[What you are asked to do]: Leaving out the images, please reproduce each line below exactly.

========================

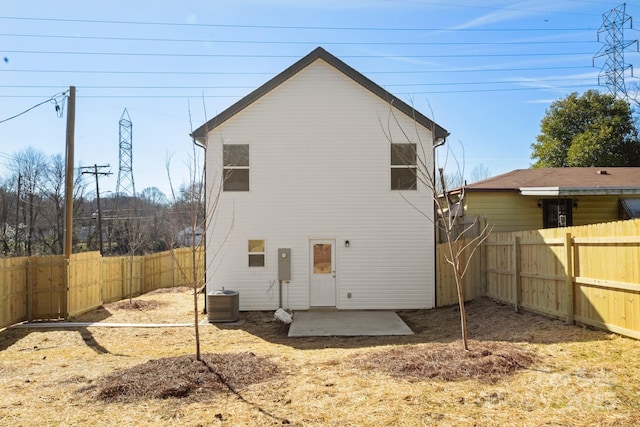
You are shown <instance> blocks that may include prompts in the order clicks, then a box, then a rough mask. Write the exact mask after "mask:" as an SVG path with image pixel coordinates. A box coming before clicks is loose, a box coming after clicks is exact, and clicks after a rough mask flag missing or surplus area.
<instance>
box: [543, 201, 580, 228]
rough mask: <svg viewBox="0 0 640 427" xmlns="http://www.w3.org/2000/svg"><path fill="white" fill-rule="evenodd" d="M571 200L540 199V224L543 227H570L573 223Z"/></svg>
mask: <svg viewBox="0 0 640 427" xmlns="http://www.w3.org/2000/svg"><path fill="white" fill-rule="evenodd" d="M572 208H573V200H571V199H544V200H543V201H542V215H543V217H542V226H543V227H544V228H556V227H571V226H572V225H573V213H572Z"/></svg>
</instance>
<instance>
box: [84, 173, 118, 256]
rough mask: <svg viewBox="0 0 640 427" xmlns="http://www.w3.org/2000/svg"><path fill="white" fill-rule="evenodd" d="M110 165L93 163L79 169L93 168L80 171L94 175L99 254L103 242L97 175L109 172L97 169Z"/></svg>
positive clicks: (101, 219) (99, 195) (106, 174)
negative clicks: (102, 237)
mask: <svg viewBox="0 0 640 427" xmlns="http://www.w3.org/2000/svg"><path fill="white" fill-rule="evenodd" d="M108 167H110V166H109V165H102V166H98V165H97V164H94V165H93V167H92V166H83V167H81V168H80V169H93V171H90V170H87V171H84V170H83V171H82V174H83V175H84V174H87V173H89V174H91V175H94V176H95V177H96V202H97V204H98V242H100V243H99V244H100V255H102V251H103V248H104V245H103V242H102V209H101V208H100V184H99V181H100V180H99V179H98V176H100V175H102V176H107V175H111V172H100V171H99V170H98V169H104V168H108Z"/></svg>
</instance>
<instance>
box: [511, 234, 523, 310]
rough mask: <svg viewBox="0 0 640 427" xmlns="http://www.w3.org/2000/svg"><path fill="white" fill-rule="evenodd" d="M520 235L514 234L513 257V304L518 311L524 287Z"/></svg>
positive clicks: (519, 308)
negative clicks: (521, 292) (521, 256)
mask: <svg viewBox="0 0 640 427" xmlns="http://www.w3.org/2000/svg"><path fill="white" fill-rule="evenodd" d="M520 249H521V248H520V236H514V239H513V249H512V259H513V268H512V269H513V305H514V308H515V310H516V311H520V293H521V288H522V278H521V277H520V270H521V267H520V264H521V262H520Z"/></svg>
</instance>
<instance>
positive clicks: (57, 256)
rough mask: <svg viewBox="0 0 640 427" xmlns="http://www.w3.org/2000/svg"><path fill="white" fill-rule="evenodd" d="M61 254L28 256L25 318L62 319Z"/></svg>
mask: <svg viewBox="0 0 640 427" xmlns="http://www.w3.org/2000/svg"><path fill="white" fill-rule="evenodd" d="M65 283H66V281H65V259H64V256H63V255H54V256H46V257H30V258H29V261H28V267H27V286H28V289H27V295H28V297H27V320H29V321H31V320H52V319H62V318H64V317H65V315H66V305H67V293H66V289H65V288H66V286H65Z"/></svg>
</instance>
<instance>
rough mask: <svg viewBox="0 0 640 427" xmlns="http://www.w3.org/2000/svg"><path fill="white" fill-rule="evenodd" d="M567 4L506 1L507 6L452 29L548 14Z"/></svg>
mask: <svg viewBox="0 0 640 427" xmlns="http://www.w3.org/2000/svg"><path fill="white" fill-rule="evenodd" d="M566 9H567V4H563V3H562V2H559V1H555V0H545V1H538V0H534V1H524V2H520V3H515V4H514V3H511V2H505V7H504V8H501V9H498V10H496V11H493V12H490V13H487V14H485V15H482V16H479V17H476V18H473V19H471V20H469V21H467V22H464V23H462V24H459V25H456V26H454V27H452V28H451V29H452V30H461V29H470V28H477V27H482V26H486V25H491V24H497V23H500V22H507V21H513V20H516V19H521V18H527V17H531V16H535V15H540V16H548V15H550V14H553V13H557V12H558V11H560V10H566Z"/></svg>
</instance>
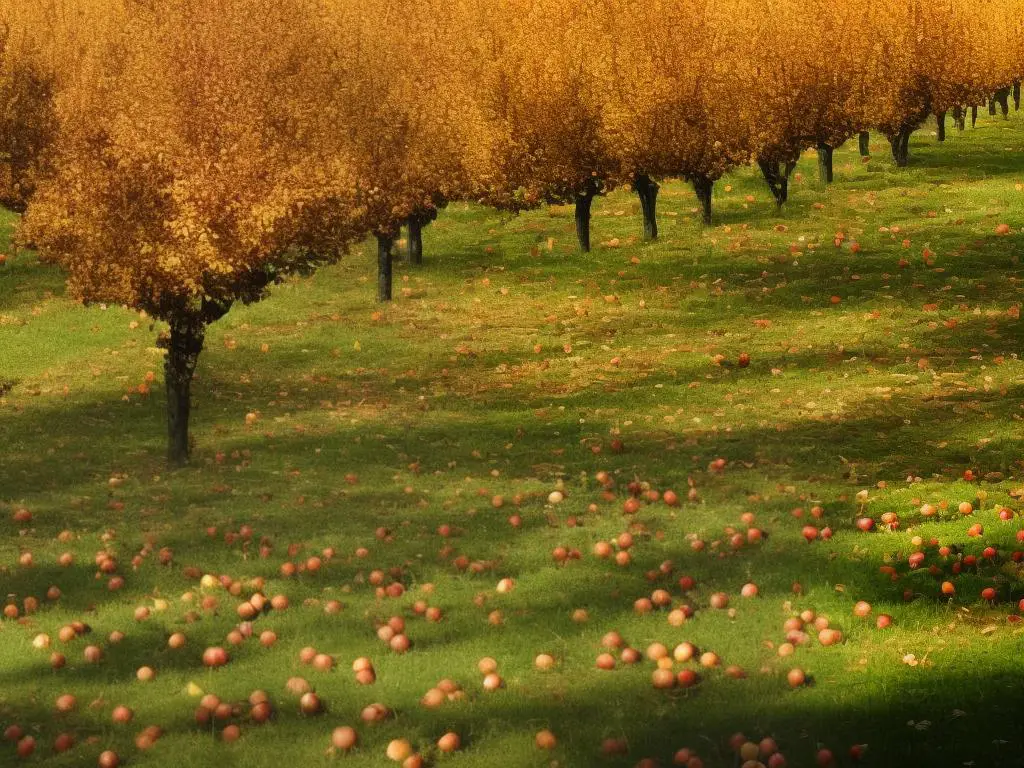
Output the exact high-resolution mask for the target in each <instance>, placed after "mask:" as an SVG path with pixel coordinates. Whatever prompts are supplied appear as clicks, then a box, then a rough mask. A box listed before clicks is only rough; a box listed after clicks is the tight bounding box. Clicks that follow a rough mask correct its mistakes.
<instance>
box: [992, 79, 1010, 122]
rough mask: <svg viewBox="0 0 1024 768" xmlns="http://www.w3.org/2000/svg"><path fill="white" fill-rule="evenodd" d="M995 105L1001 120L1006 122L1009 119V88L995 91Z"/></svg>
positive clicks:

========================

[Your solution]:
You are shown <instance> blocks that may include prompts in the order clicks, then a box, then a rough mask. Write the exact mask after "mask:" as an SVG path with image pixel coordinates. A box coming before clicks is loose, a box coming after clicks is exact, and clicks after a rough mask flag missing or surplus area.
<instance>
box: [543, 201, 580, 228]
rough mask: <svg viewBox="0 0 640 427" xmlns="http://www.w3.org/2000/svg"><path fill="white" fill-rule="evenodd" d="M571 200L540 199V224L543 227H570L573 223Z"/></svg>
mask: <svg viewBox="0 0 640 427" xmlns="http://www.w3.org/2000/svg"><path fill="white" fill-rule="evenodd" d="M572 208H573V200H571V199H544V200H543V201H542V215H543V217H542V226H543V227H544V228H556V227H571V226H572V225H573V213H572Z"/></svg>
</instance>
<instance>
box: [84, 173, 118, 256]
rough mask: <svg viewBox="0 0 640 427" xmlns="http://www.w3.org/2000/svg"><path fill="white" fill-rule="evenodd" d="M110 165L93 163L79 169L93 168L80 171L94 175L99 254L103 242L97 175L109 172L97 169Z"/></svg>
positive clicks: (101, 219) (99, 195) (106, 174)
negative clicks: (102, 237)
mask: <svg viewBox="0 0 640 427" xmlns="http://www.w3.org/2000/svg"><path fill="white" fill-rule="evenodd" d="M108 167H110V166H109V165H102V166H98V165H97V164H94V165H93V167H92V166H83V167H81V168H80V169H93V171H90V170H87V171H84V170H83V171H82V174H83V175H84V174H87V173H89V174H91V175H94V176H95V177H96V202H97V204H98V242H100V243H99V244H100V255H102V251H103V248H104V245H103V242H102V209H101V208H100V184H99V181H100V180H99V179H98V176H100V175H102V176H107V175H111V172H100V171H99V170H98V169H104V168H108Z"/></svg>
</instance>
<instance>
box: [511, 234, 523, 310]
rough mask: <svg viewBox="0 0 640 427" xmlns="http://www.w3.org/2000/svg"><path fill="white" fill-rule="evenodd" d="M520 235L514 234L513 257V304L518 311L524 287Z"/></svg>
positive clicks: (519, 308)
negative clicks: (521, 292) (521, 256)
mask: <svg viewBox="0 0 640 427" xmlns="http://www.w3.org/2000/svg"><path fill="white" fill-rule="evenodd" d="M520 249H521V248H520V236H514V239H513V249H512V259H513V268H512V269H513V305H514V308H515V310H516V311H520V293H521V288H522V278H521V277H520V270H521V267H520V264H521V262H520Z"/></svg>
</instance>
<instance>
positive clicks: (57, 256)
rough mask: <svg viewBox="0 0 640 427" xmlns="http://www.w3.org/2000/svg"><path fill="white" fill-rule="evenodd" d="M61 254L28 256L25 318L62 319Z"/></svg>
mask: <svg viewBox="0 0 640 427" xmlns="http://www.w3.org/2000/svg"><path fill="white" fill-rule="evenodd" d="M65 283H66V281H65V259H64V256H63V255H54V256H46V257H30V258H29V261H28V267H27V286H28V289H27V295H28V297H27V320H29V321H31V320H52V319H62V318H64V317H65V315H66V305H67V293H66V289H65V288H66V286H65Z"/></svg>
</instance>
<instance>
rough mask: <svg viewBox="0 0 640 427" xmlns="http://www.w3.org/2000/svg"><path fill="white" fill-rule="evenodd" d="M567 4L506 1L507 6L452 29L548 14Z"/></svg>
mask: <svg viewBox="0 0 640 427" xmlns="http://www.w3.org/2000/svg"><path fill="white" fill-rule="evenodd" d="M566 9H567V4H563V3H562V2H559V1H555V0H545V1H538V0H534V1H524V2H520V3H515V4H514V3H511V2H505V7H504V8H501V9H498V10H496V11H493V12H490V13H487V14H485V15H482V16H479V17H476V18H473V19H471V20H469V21H467V22H464V23H462V24H459V25H456V26H454V27H452V28H451V29H452V30H461V29H470V28H477V27H482V26H486V25H491V24H497V23H500V22H507V21H513V20H516V19H521V18H527V17H531V16H535V15H540V16H548V15H550V14H553V13H557V12H558V11H560V10H566Z"/></svg>
</instance>
Output the exact high-resolution mask for the target in each <instance>, placed after "mask:" as an SVG path with pixel coordinates. Whatever prompts are supplied appear as clicks, then a box, then a rough mask. A box listed before clicks is only rough; a box listed after clicks is the tight bounding box. Clicks that follow a rough mask correct its mistakes.
<instance>
box: [992, 79, 1010, 122]
rough mask: <svg viewBox="0 0 1024 768" xmlns="http://www.w3.org/2000/svg"><path fill="white" fill-rule="evenodd" d="M995 105L1001 120L1006 122L1009 119V88L995 91Z"/></svg>
positive clicks:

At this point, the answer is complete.